Supplied information:
○ ○ ○
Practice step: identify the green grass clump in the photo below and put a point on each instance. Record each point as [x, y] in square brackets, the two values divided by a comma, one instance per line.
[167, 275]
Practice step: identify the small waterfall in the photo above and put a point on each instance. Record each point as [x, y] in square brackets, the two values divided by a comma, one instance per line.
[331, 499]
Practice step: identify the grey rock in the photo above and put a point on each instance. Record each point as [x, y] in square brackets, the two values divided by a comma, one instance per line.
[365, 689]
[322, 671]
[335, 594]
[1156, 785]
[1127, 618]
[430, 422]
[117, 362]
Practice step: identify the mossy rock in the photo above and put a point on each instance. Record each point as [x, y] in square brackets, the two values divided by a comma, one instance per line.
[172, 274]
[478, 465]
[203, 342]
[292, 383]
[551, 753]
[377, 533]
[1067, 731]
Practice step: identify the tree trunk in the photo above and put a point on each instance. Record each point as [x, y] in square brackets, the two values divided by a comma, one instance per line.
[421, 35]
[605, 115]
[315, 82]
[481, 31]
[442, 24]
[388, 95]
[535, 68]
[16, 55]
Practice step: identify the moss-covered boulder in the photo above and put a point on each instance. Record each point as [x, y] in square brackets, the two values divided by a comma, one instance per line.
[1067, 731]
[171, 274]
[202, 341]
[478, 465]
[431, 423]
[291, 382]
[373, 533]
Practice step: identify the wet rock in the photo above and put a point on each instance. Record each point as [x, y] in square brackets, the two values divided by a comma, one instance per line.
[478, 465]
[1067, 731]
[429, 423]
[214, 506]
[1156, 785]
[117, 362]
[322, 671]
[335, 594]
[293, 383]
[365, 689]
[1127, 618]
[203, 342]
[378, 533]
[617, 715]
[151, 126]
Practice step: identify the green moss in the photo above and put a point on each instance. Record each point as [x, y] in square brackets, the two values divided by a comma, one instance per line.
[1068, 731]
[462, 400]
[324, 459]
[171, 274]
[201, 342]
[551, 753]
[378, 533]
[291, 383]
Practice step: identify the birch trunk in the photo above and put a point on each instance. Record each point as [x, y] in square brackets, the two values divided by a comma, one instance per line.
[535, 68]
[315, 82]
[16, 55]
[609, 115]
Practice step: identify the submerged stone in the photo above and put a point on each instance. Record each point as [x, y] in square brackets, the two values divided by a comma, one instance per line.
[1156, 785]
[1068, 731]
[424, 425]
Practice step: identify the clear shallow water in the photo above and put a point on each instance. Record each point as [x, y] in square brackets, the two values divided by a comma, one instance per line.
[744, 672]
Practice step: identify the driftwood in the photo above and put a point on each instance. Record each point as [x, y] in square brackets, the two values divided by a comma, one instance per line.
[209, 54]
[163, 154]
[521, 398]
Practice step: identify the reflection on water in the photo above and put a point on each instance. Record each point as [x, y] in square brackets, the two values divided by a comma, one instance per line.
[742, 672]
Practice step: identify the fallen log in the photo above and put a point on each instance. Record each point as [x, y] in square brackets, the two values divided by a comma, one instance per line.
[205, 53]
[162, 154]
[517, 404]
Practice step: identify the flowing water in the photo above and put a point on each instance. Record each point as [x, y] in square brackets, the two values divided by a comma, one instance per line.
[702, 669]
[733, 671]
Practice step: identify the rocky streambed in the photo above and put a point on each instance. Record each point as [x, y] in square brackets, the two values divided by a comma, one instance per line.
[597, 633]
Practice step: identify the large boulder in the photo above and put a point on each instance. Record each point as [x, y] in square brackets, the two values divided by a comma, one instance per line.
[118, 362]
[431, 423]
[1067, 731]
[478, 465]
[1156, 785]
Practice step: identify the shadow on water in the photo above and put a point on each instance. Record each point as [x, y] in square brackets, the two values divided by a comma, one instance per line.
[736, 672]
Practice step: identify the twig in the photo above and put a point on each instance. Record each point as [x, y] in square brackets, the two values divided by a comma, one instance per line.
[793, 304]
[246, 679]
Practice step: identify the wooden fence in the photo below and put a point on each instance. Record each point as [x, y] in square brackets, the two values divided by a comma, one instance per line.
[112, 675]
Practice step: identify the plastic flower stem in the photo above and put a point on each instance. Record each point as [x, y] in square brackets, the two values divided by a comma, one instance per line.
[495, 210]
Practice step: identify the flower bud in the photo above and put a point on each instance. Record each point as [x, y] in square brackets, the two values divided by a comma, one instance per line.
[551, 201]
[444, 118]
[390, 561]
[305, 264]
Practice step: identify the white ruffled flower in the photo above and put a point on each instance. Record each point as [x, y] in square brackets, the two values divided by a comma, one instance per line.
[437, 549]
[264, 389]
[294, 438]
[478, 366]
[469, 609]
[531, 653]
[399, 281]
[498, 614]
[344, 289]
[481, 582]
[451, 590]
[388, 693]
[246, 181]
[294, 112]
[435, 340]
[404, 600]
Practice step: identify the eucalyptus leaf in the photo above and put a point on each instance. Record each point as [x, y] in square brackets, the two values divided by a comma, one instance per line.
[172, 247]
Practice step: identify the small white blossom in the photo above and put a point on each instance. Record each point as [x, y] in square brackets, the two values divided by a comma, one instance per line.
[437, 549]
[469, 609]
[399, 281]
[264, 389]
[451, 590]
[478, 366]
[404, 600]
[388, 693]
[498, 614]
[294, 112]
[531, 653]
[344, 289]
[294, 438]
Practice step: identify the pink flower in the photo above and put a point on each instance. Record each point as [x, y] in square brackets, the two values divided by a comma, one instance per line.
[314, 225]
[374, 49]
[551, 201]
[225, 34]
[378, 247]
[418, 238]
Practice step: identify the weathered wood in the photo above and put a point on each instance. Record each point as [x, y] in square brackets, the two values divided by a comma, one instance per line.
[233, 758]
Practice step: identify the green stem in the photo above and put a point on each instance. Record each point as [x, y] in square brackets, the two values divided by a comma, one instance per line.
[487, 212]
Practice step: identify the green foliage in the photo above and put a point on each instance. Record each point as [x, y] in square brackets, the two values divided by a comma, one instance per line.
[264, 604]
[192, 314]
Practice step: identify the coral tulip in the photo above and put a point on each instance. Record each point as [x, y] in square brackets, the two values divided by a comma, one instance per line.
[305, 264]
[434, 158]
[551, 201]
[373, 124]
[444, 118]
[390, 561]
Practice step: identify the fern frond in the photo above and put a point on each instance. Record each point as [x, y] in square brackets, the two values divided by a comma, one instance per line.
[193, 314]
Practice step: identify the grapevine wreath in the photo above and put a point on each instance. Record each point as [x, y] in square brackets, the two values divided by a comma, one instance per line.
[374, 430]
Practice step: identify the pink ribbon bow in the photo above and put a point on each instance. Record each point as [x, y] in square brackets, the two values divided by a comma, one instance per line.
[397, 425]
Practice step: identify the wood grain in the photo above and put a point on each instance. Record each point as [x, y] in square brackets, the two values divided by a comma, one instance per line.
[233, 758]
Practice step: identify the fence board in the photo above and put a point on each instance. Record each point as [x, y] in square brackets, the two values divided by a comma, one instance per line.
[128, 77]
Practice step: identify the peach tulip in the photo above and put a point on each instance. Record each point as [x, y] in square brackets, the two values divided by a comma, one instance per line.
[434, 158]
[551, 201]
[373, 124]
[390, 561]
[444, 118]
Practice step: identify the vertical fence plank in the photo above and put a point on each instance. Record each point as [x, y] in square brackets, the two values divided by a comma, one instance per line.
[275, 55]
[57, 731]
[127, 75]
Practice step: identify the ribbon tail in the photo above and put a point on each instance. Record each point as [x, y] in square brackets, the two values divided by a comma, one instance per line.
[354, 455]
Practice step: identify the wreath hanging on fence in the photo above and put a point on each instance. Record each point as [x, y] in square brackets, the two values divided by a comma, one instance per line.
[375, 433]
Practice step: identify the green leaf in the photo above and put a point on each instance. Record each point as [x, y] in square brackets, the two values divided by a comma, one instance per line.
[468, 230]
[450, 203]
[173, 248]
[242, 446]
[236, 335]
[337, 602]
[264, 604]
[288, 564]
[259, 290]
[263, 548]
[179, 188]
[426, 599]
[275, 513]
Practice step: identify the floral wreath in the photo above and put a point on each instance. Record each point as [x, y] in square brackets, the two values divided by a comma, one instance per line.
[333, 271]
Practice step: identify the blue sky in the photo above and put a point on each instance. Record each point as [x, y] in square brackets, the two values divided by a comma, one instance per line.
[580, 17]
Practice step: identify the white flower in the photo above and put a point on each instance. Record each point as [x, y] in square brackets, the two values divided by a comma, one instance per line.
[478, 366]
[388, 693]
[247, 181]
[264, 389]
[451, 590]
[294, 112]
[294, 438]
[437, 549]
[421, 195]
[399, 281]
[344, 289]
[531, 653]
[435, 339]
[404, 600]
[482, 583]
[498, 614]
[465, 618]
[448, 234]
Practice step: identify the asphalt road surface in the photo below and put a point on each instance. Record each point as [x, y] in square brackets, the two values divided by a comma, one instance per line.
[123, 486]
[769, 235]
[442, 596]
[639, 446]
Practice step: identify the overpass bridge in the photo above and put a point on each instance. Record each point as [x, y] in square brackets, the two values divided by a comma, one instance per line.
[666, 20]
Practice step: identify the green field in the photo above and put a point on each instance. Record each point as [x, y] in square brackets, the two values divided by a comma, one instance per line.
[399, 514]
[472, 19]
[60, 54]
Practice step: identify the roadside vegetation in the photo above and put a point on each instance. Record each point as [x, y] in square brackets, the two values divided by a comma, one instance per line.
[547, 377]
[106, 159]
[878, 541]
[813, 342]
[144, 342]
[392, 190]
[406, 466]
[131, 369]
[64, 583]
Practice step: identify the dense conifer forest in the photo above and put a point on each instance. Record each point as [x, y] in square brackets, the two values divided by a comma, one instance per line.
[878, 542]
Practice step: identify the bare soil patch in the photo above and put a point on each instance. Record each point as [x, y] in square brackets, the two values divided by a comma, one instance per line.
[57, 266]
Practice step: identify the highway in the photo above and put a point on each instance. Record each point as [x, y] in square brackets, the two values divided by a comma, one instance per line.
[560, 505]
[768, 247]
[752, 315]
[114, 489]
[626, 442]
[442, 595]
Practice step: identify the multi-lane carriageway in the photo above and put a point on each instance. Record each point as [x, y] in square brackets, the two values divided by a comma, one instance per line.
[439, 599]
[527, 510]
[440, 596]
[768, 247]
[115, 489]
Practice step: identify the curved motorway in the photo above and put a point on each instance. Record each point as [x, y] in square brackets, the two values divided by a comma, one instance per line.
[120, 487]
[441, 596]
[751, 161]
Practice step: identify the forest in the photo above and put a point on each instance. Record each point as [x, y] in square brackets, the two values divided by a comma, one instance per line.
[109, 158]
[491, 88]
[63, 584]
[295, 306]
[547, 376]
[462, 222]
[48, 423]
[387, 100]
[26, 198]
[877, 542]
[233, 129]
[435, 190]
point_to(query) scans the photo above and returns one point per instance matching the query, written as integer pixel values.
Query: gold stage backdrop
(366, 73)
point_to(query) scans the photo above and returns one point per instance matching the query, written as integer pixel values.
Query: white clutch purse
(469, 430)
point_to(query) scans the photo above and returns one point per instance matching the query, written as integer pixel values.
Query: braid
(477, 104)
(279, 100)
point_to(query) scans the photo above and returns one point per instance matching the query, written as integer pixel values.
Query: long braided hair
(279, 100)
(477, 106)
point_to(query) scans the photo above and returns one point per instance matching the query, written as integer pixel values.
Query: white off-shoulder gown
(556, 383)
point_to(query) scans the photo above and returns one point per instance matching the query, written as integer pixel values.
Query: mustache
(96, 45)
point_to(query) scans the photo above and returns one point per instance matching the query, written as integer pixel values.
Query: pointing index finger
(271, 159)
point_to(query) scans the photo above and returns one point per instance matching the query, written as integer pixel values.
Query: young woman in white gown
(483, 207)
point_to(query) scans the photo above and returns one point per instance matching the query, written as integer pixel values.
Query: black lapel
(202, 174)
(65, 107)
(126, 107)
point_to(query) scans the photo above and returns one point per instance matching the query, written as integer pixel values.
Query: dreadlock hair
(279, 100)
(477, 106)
○ ○ ○
Requirements: List each line in the records above that contains the word "wreath".

Task response:
Practice step: identify the grapevine wreath in the photo above and put a point on each instance. Record each point as [x, y] in square brackets, the two values divided by a comma, one instance per line.
Practice step: identify the wreath hanging on fence in the photo above and put a point on each instance. Record each point as [x, y] in square brackets, the two values divided by a comma, one instance per line.
Practice step: identify the floral wreath in the photo above and put a point on each instance. Record each point as [x, y] in square brackets, the two values divided by a comma, one instance per line.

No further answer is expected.